List each line in the entries below that contains the word "green".
▽
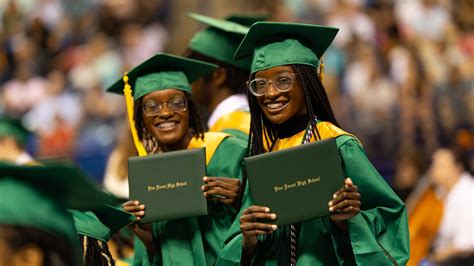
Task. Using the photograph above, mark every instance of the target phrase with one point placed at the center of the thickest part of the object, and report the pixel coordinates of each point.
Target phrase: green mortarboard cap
(220, 40)
(163, 71)
(246, 20)
(282, 43)
(37, 196)
(102, 222)
(14, 128)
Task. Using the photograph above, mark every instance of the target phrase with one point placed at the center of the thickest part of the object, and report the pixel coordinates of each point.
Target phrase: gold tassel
(321, 69)
(127, 91)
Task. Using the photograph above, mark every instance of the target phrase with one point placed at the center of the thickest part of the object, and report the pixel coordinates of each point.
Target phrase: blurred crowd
(399, 75)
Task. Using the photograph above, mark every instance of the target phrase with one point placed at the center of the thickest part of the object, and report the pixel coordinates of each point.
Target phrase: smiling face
(168, 127)
(277, 106)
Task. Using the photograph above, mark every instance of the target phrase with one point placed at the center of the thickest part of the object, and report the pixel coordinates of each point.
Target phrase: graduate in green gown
(95, 227)
(13, 140)
(165, 118)
(289, 107)
(222, 92)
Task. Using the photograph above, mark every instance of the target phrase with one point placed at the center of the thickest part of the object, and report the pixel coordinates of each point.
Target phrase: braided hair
(235, 76)
(316, 103)
(95, 252)
(196, 124)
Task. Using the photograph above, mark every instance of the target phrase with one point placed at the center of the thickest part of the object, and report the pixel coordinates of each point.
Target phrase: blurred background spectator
(399, 74)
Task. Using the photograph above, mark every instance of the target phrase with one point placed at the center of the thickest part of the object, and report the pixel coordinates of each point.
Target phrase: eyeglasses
(282, 83)
(176, 104)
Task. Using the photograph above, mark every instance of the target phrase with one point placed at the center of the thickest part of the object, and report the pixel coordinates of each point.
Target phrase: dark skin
(279, 107)
(171, 130)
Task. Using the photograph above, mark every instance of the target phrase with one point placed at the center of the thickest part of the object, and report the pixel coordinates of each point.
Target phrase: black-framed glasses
(176, 104)
(282, 83)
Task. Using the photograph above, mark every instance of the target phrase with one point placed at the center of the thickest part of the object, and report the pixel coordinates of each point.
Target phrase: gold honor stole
(238, 120)
(211, 141)
(326, 130)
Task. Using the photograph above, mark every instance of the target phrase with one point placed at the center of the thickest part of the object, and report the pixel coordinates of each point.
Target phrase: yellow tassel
(127, 91)
(321, 69)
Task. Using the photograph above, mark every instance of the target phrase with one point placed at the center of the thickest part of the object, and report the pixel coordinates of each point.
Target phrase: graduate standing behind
(165, 118)
(289, 107)
(13, 139)
(222, 91)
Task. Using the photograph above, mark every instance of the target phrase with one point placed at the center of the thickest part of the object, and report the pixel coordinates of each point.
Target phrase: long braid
(196, 124)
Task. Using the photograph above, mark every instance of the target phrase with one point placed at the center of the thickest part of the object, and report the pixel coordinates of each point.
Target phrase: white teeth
(167, 125)
(275, 105)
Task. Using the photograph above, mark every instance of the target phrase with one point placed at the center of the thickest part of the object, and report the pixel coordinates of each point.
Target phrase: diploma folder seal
(296, 183)
(169, 184)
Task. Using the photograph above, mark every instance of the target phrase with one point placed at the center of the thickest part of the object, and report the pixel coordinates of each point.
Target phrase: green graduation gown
(198, 240)
(378, 235)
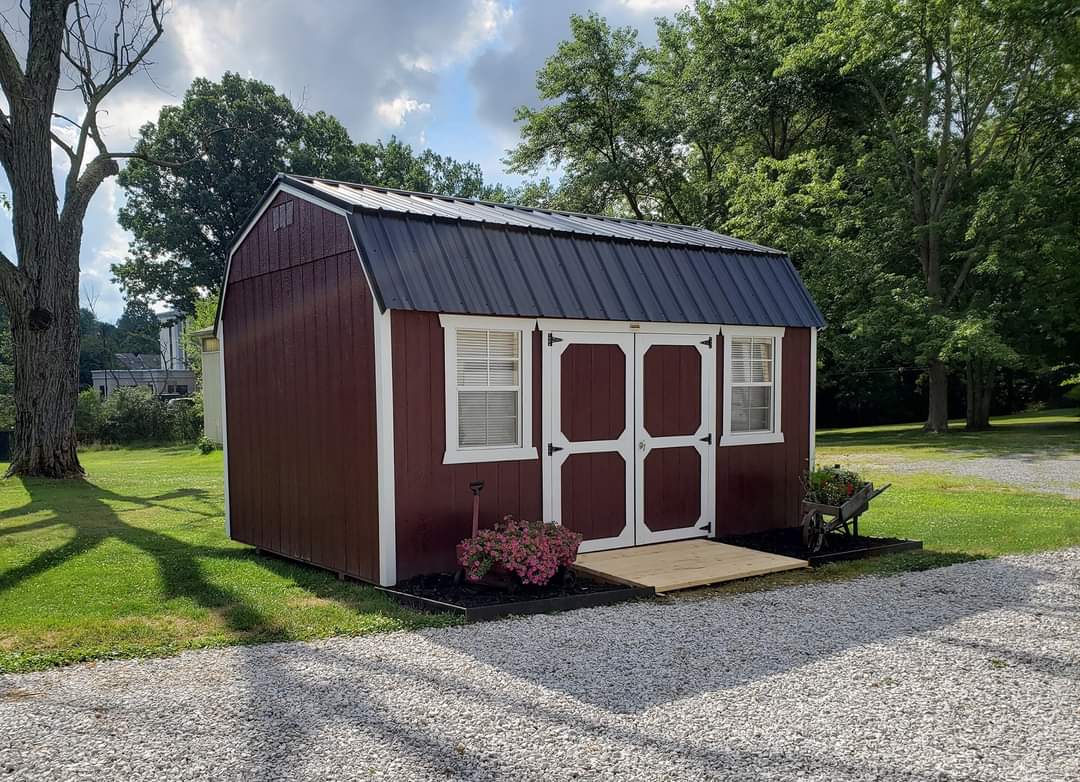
△
:: Full solution ::
Target phrase: green mortarboard cap
Target phrase: graduate in green gown
Target phrase: green graduation gown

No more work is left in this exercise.